[GIVEN INSTRUCTION] Rescale the items between the line holding "Confirm every instance of the black fence gate" and the line holding "Target: black metal fence", inclusive, by writing out only those lines again, requests included. Multiply every coordinate in the answers by 2.45 and round to the nearest whole number, halves up, leaving the numbers in the requests unchanged.

— BEGIN RECORD SET —

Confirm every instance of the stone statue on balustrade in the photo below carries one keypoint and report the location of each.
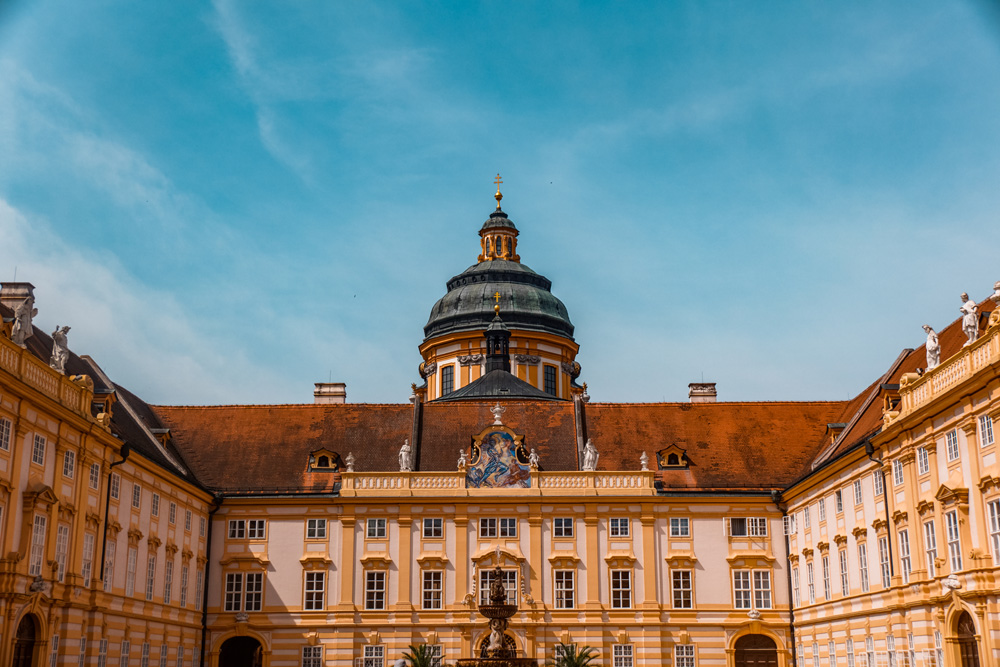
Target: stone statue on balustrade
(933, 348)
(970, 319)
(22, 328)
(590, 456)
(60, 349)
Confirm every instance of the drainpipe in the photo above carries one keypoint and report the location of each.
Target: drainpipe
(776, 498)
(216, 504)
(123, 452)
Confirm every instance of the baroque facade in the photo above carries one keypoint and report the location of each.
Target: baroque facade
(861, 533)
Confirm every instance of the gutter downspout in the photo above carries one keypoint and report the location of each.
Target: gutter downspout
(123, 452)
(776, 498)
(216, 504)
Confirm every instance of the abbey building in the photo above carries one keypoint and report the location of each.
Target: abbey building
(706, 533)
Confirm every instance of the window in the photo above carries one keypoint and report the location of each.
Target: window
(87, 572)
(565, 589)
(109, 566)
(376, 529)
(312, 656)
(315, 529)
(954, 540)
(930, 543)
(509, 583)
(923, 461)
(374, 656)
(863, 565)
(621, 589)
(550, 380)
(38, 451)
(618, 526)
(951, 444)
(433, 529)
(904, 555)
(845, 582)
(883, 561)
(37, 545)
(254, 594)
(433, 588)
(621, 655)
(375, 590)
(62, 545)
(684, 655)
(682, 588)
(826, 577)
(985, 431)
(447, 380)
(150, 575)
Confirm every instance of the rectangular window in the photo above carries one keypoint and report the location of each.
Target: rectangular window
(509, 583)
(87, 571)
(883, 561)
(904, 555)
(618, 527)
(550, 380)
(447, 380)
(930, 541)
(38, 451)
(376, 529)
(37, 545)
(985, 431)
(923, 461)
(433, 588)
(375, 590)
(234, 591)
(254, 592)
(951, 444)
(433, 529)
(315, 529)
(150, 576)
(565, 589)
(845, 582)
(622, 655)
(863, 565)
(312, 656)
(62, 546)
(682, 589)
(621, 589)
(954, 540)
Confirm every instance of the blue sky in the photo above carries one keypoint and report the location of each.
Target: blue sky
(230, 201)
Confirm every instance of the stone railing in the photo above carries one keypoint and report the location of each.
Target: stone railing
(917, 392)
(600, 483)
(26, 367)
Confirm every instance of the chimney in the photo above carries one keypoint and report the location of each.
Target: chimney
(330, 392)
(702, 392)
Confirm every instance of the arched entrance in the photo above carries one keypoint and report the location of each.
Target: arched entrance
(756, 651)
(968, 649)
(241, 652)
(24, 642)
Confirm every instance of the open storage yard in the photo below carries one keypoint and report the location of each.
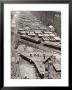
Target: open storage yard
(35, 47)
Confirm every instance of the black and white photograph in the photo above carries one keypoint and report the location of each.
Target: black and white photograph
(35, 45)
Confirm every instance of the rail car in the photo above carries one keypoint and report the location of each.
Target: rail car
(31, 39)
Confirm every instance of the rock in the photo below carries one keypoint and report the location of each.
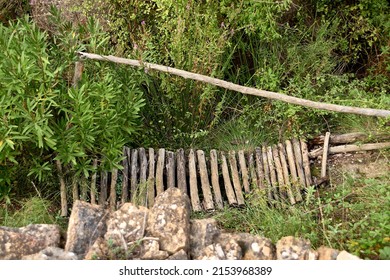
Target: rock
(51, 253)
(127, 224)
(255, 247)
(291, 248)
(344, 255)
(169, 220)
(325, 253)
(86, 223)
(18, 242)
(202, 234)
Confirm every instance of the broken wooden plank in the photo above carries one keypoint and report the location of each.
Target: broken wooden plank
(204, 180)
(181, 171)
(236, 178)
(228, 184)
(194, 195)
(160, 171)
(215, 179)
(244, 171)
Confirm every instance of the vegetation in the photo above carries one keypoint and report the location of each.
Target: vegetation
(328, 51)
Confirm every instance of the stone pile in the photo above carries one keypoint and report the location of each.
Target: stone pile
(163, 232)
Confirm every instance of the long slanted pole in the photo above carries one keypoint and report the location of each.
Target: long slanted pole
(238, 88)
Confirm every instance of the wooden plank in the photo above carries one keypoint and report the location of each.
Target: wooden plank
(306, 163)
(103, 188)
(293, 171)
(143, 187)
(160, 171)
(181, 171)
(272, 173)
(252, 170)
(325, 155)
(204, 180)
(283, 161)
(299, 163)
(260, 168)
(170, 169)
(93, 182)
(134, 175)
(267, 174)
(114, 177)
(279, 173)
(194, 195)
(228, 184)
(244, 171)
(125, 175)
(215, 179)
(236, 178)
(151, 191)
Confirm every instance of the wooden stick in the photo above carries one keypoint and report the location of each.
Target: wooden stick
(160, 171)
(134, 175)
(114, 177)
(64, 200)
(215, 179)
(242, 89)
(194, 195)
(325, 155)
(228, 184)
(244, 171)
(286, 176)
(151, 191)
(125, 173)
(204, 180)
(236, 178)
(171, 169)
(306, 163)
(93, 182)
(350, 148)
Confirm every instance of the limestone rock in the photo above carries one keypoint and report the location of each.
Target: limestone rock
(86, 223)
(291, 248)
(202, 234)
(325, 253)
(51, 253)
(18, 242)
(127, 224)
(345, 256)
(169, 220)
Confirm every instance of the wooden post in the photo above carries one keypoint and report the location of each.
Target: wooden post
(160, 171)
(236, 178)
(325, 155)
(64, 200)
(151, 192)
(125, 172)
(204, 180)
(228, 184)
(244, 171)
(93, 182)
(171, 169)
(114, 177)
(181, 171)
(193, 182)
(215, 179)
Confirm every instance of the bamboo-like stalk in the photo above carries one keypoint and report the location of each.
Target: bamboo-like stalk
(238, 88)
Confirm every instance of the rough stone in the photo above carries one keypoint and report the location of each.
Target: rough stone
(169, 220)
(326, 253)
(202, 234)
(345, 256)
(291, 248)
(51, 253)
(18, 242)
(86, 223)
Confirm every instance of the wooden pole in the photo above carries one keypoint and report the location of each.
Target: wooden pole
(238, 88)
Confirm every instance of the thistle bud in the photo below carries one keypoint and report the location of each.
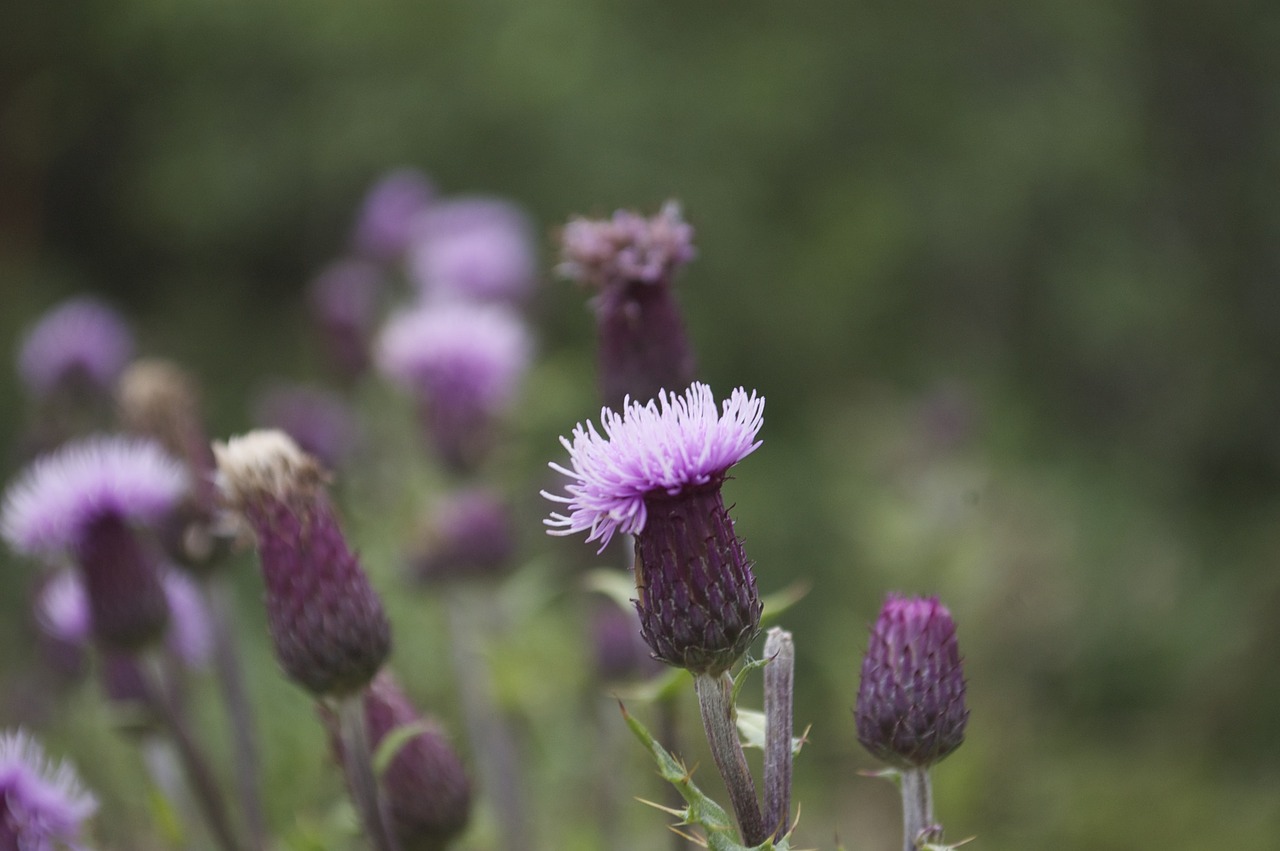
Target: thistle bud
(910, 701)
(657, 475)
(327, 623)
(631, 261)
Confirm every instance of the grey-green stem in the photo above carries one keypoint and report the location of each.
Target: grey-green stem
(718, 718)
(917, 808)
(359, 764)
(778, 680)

— END RECORD SET —
— BEGIN RECORD SET —

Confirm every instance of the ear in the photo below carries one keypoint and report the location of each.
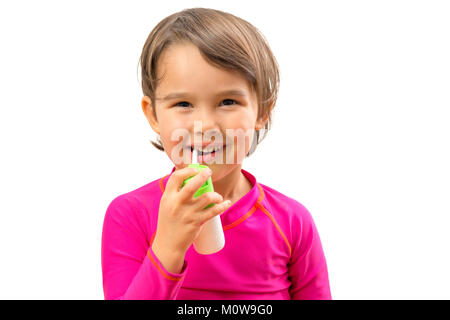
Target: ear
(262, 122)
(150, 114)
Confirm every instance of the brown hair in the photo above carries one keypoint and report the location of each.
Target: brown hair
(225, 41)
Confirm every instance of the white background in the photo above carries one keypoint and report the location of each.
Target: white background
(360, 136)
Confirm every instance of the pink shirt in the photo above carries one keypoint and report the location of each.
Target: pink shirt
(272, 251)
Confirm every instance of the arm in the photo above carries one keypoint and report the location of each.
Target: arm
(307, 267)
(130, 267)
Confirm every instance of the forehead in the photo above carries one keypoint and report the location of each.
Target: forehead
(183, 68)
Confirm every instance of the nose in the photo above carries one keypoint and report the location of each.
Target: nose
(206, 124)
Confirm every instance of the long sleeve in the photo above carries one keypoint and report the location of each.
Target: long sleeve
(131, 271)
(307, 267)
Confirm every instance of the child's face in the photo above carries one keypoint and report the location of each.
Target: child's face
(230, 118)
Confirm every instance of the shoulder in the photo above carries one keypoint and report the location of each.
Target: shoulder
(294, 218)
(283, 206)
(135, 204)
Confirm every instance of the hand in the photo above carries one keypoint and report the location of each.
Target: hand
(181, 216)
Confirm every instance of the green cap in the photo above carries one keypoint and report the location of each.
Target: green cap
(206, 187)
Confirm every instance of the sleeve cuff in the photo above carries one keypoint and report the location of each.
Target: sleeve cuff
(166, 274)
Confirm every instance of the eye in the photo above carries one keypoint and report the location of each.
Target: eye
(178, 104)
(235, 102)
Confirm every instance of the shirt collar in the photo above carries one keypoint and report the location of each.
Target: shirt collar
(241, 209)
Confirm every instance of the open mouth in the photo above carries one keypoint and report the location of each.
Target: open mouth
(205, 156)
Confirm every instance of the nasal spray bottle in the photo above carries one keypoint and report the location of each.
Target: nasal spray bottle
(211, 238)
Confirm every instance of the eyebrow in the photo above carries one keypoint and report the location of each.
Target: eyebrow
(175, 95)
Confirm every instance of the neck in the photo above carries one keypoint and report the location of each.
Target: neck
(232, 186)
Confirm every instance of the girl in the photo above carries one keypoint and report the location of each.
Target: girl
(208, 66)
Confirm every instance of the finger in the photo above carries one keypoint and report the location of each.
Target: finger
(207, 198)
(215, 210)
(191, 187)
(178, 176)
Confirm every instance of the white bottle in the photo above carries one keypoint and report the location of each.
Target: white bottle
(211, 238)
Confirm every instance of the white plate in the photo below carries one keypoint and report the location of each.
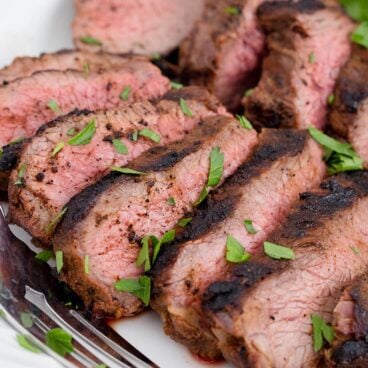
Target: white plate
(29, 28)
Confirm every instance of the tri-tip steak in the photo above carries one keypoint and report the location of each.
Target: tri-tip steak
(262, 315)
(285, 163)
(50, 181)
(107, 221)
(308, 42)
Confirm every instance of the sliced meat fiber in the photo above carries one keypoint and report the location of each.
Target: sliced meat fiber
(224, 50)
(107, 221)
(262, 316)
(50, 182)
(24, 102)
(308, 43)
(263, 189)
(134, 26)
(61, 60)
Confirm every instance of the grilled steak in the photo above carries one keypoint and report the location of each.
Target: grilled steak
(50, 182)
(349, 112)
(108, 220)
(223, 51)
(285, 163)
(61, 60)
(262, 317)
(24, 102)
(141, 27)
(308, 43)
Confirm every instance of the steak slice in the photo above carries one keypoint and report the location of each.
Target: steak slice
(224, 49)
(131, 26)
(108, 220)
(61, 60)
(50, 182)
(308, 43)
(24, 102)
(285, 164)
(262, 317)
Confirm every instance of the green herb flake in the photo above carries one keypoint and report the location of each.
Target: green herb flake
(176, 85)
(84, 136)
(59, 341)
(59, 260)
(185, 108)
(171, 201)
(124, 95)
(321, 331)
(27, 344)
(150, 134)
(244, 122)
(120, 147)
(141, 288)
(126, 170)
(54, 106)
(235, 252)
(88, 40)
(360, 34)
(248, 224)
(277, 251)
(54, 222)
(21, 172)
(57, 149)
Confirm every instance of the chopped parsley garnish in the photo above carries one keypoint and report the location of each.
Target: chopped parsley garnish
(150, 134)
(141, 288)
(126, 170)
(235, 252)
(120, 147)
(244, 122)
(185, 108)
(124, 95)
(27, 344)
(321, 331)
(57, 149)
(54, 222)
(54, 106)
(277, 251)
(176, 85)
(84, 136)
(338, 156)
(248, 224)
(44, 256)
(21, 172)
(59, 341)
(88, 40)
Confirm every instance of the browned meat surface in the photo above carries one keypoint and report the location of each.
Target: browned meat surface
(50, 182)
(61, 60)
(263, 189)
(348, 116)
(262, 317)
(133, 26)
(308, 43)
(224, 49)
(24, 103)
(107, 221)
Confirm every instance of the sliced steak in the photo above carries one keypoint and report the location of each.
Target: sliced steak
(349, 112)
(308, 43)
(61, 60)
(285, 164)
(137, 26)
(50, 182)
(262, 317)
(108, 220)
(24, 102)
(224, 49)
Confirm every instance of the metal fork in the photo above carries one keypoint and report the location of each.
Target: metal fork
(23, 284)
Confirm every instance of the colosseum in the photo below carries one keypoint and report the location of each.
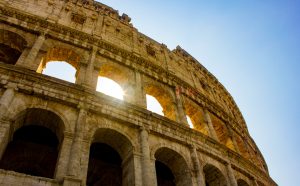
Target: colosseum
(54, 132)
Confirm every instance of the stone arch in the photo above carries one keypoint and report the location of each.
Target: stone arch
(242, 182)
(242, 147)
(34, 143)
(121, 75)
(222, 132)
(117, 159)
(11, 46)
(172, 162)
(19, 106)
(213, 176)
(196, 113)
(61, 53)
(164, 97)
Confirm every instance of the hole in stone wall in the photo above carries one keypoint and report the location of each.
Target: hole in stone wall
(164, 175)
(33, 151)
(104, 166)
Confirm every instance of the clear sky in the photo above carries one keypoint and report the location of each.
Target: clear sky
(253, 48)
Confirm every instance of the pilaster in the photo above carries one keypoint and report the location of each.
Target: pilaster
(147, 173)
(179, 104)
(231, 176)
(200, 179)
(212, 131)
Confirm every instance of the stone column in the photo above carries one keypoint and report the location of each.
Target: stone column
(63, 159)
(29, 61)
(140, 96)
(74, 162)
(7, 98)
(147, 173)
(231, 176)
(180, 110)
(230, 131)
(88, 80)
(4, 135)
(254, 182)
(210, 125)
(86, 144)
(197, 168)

— END RECORD SET —
— BEGIN RECORD SET —

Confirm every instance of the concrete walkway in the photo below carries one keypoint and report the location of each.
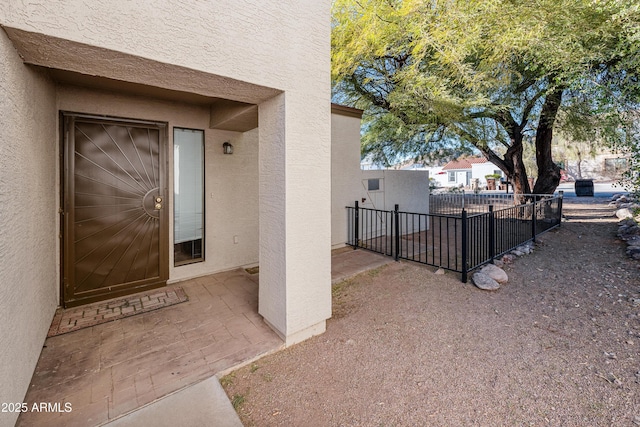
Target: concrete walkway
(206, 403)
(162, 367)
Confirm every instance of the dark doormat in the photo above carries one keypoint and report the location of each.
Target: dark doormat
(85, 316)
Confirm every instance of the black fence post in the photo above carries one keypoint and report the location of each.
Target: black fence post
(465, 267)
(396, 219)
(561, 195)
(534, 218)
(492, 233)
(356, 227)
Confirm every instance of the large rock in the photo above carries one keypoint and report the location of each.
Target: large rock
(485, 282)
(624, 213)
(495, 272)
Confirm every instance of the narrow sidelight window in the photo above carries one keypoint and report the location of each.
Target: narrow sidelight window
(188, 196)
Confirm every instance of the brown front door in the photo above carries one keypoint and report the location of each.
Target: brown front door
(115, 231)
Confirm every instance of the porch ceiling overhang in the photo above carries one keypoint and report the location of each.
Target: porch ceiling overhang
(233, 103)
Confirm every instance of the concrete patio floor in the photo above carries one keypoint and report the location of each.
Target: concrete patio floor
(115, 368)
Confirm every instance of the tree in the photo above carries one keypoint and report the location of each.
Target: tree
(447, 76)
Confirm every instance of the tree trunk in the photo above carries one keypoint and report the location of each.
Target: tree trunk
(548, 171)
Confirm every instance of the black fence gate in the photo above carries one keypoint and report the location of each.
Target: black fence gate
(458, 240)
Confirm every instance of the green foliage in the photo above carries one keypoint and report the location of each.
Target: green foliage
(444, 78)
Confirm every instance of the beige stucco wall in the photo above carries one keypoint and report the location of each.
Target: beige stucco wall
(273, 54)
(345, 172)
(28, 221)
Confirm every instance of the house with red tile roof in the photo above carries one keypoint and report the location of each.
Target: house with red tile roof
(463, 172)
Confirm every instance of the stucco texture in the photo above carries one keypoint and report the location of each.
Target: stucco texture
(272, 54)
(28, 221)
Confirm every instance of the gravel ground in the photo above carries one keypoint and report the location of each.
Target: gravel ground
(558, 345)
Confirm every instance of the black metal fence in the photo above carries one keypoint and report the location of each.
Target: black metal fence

— END RECORD SET —

[EXERCISE OUTPUT]
Confirm every instance of the black fence gate in the photo above carries one keypoint and report the location of each.
Target: black fence gate
(1122, 588)
Confirm every instance of the green foliage in the photo above carries one keypoint and report the location of each.
Target: green foliage
(1088, 191)
Confirm every instance of the beige stucco wall in the photo above carries one keypoint and report the location of each.
Target: beige stucco wall
(669, 132)
(845, 421)
(69, 541)
Confirm every instance of the house with red tile roof in the photo above carries one keypoint and report the location of each.
Target: house with red tile roof
(1134, 421)
Confirm every instance of the stucco texture in the photo above carries one keypoint and report the location of each.
Target: stucco texture
(666, 132)
(69, 541)
Confirm every instance of the gravel ground in the photo above carries one keypoint and report the location of each.
Target: gravel ground
(1367, 845)
Confirm every instance of the black metal fence in the photo above carries one keypoint and report the location of each.
Target: black metal fence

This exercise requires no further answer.